Dataset content
○ ○ ○ ○ ○ ○ ○

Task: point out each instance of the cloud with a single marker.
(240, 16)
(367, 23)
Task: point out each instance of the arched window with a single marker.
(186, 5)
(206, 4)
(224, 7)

○ ○ ○ ○ ○ ○ ○

What to work on
Transcribe the full listing, word for word.

Solution to the exercise
Task: point out each instance of the cloud with a single marker.
(240, 16)
(367, 23)
Task: point out each instance of the arched window with a single marker.
(186, 5)
(206, 4)
(224, 7)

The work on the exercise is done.